• [Set problem 1]:
Could you return, unchanged, the stretch of rows from the start of the rows through the line that contains "column 57, row 219"?

-- START Extract to read --

Saturday, March 17, 2007

Trees and Vegetables


Tree farming can supply a good income you have enough land to sustain a harvest every year. In order to make this work you would have to focus on harvesting ten acres per year with a complete cycle coming about every 45 years. This model would mean that you need to have 450 acres. The other way is to harvest all at once and budget your money over the next 45 years. This is hard to do, but there is also the option of having a Christmas Tree Farm on a lesser amount of acreage. This will keep a constant cash flow going. You can plant desirable verities and capitalize on the locally grown angle of your product. Most people enjoy the added bonus of knowing where the things they buy come from.

Aside from trees, there are always vegetables. Local produce is highly desirable. It is a lot of work to grow and sell goods, but again the local angle will be beneficial to you. If you go to Sunday Market you will see customers who wait all week to buy fresh local produce. Also it is easy to co-op your goods if let’s say you grow wonderful tomatoes, and you have a friend who grows wonderful peppers.

Also note that tomatoes, peppers and basil only seem to grow well here on the coast within a green house. There is an August blight that will kick your butt if you think you’ll harvest anything planted outside. Tomatoes like warm nights so enclose them with some heat. The latest I have been able to keep tomatoes in my green house was until January 21 one year.

You may also be able to market your goods to local shops and restaurants, though you won’t be paid as highly as when you sell directly to the customer. Also consider a road side stand. We’ve sold blueberries that way last year and made some spending money. Also keep the food bank in mind. They appreciate any fresh produce you can share with them.

Back before we got animals we had a garden 21 raised bed. Each bed was six feet by four feet which was enclosed with cedar fence boards. We were gardening only 504 square feet, but you would be amazed what that limited space produced.

-- END Extract to read --

• [Set problem 2]:
In the post on trees and vegetables, can you rewrite the paragraph beginning "Also note that tomatoes, peppers and basil" more briefly while keeping its main facts?

-- START Given entries --

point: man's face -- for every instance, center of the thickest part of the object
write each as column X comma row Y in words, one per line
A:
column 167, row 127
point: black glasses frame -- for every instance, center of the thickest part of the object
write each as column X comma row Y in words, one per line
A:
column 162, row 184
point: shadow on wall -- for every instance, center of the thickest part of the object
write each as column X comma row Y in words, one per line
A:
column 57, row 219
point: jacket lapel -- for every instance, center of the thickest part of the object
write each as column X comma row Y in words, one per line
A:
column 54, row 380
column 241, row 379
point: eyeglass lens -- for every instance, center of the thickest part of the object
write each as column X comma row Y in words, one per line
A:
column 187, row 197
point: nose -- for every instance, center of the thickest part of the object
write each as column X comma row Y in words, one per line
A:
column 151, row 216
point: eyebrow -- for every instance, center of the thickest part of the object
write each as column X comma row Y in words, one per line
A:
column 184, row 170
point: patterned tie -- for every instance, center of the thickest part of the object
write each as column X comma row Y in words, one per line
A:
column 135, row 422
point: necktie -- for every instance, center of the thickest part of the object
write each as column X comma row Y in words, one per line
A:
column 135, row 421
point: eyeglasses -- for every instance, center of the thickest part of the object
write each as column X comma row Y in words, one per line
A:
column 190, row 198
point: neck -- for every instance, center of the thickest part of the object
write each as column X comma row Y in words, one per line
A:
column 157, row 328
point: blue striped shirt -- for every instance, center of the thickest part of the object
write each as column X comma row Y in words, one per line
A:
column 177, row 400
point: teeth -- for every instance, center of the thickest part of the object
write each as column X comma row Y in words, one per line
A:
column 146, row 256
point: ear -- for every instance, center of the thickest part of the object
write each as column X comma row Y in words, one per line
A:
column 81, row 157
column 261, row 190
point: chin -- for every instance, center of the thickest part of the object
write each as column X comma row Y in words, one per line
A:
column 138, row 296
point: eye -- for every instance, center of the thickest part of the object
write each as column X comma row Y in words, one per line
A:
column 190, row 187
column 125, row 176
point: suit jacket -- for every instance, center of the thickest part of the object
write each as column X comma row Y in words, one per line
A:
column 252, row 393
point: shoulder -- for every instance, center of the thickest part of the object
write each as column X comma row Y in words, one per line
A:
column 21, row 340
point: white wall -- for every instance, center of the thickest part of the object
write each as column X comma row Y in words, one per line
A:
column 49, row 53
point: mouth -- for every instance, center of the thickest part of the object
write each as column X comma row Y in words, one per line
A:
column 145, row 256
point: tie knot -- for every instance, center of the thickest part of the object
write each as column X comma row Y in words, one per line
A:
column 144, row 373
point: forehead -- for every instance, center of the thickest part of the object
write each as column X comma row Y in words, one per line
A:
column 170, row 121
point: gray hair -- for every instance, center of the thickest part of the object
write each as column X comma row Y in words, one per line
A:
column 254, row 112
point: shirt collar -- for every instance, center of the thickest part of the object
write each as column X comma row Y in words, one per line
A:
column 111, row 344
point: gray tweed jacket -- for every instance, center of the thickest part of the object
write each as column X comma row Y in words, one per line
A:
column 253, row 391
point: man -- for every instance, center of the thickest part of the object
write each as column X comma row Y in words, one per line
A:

-- END Given entries --

• [Final answer 1]:
point: man's face -- for every instance, center of the thickest part of the object
write each as column X comma row Y in words, one per line
A:
column 167, row 127
point: black glasses frame -- for every instance, center of the thickest part of the object
write each as column X comma row Y in words, one per line
A:
column 162, row 184
point: shadow on wall -- for every instance, center of the thickest part of the object
write each as column X comma row Y in words, one per line
A:
column 57, row 219

• [Final answer 2]:
On the coast, tomatoes, peppers and basil seem to grow well only in a greenhouse, since an August blight ruins anything planted outside. Tomatoes like warm nights, so they should be enclosed with some heat. One year, the writer kept greenhouse tomatoes going until January 21.